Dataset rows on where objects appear

################

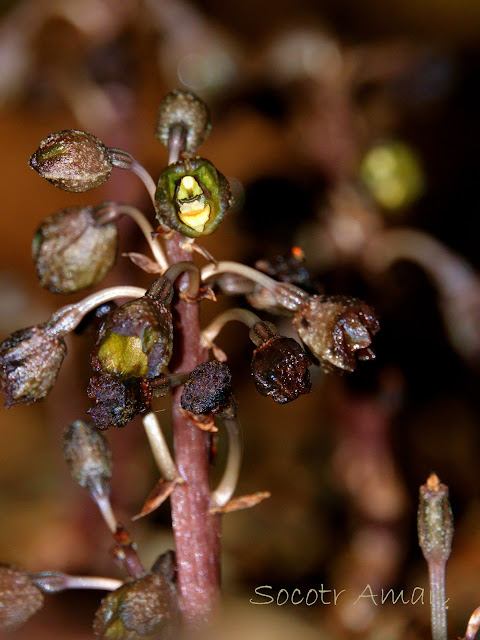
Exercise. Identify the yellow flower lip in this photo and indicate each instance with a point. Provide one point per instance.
(194, 215)
(189, 188)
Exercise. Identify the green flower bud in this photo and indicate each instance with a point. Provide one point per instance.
(279, 365)
(72, 160)
(20, 598)
(183, 109)
(337, 329)
(192, 197)
(145, 609)
(72, 251)
(135, 340)
(30, 360)
(87, 454)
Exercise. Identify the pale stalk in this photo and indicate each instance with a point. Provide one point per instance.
(55, 582)
(147, 230)
(159, 447)
(227, 485)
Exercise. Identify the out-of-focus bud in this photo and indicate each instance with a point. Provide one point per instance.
(136, 339)
(20, 598)
(30, 360)
(435, 520)
(72, 160)
(183, 109)
(117, 401)
(192, 197)
(73, 251)
(208, 388)
(87, 454)
(279, 365)
(146, 609)
(337, 329)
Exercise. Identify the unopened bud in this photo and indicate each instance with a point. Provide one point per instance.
(337, 330)
(30, 360)
(279, 365)
(20, 598)
(435, 520)
(146, 609)
(72, 160)
(183, 110)
(72, 251)
(87, 454)
(207, 389)
(117, 401)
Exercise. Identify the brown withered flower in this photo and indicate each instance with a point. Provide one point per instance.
(279, 365)
(145, 609)
(73, 251)
(30, 360)
(207, 389)
(182, 109)
(20, 598)
(338, 330)
(136, 339)
(117, 401)
(86, 453)
(72, 160)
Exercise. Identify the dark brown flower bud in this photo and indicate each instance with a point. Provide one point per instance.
(117, 401)
(20, 598)
(72, 251)
(337, 329)
(279, 365)
(146, 609)
(207, 389)
(136, 340)
(87, 454)
(30, 360)
(183, 109)
(192, 197)
(72, 160)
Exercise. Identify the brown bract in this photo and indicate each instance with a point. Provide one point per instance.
(117, 401)
(338, 330)
(144, 609)
(30, 360)
(207, 389)
(280, 369)
(87, 453)
(72, 251)
(20, 598)
(72, 160)
(184, 109)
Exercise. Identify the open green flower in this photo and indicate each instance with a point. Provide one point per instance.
(192, 197)
(136, 340)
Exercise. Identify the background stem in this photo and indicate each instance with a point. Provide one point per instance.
(196, 531)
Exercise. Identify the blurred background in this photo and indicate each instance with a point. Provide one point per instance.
(350, 129)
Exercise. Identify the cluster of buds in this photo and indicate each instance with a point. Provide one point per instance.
(73, 250)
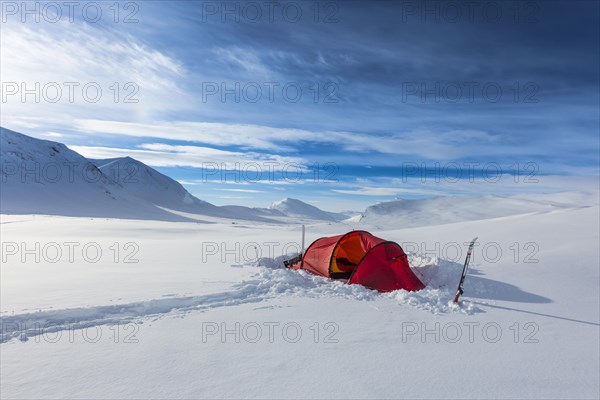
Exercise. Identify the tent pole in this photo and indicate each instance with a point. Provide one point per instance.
(303, 235)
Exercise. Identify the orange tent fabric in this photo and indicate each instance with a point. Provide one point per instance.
(359, 257)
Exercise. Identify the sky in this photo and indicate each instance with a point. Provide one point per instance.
(338, 103)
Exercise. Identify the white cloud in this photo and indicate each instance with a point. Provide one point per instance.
(385, 191)
(84, 54)
(163, 155)
(446, 145)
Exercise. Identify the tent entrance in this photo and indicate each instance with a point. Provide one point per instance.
(346, 256)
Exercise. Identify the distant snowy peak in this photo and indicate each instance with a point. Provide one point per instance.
(299, 209)
(45, 177)
(444, 210)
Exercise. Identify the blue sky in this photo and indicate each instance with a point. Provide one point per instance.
(338, 103)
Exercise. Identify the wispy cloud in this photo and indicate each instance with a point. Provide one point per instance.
(163, 155)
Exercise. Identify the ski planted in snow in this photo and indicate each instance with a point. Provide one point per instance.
(460, 290)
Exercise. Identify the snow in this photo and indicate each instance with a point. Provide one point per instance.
(112, 288)
(184, 321)
(301, 210)
(45, 177)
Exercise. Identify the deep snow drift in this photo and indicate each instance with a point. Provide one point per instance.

################

* Exercise brief:
Copy the items above again, unchanged, beginning with the line that contains "Exercise. Identify the distant" and continuing through the end of the items.

* Result for this task:
Exercise. Identify the distant snowy peak in this photo and indicate each instance with a point. Provide one point per instance.
(299, 209)
(45, 177)
(444, 210)
Exercise. Identify the blue sky in this photo and indicate each instance with a point. Provide one point per instance.
(338, 103)
Exercise. Identify the wispy cloud in this photo and indicate each instance with a point. Provide one point per instance.
(163, 155)
Exercise. Identify the ski planted in snow in this photo and indicate each instance with a point. Provide one point per instance.
(460, 290)
Exercise. Identify the snow in this photo and indicate each instance with a point. Provide one point per instance.
(112, 288)
(184, 321)
(301, 210)
(45, 177)
Exercise. Identify the deep snow drift in this photo and indicate each instance with a point. Provide one point per instance.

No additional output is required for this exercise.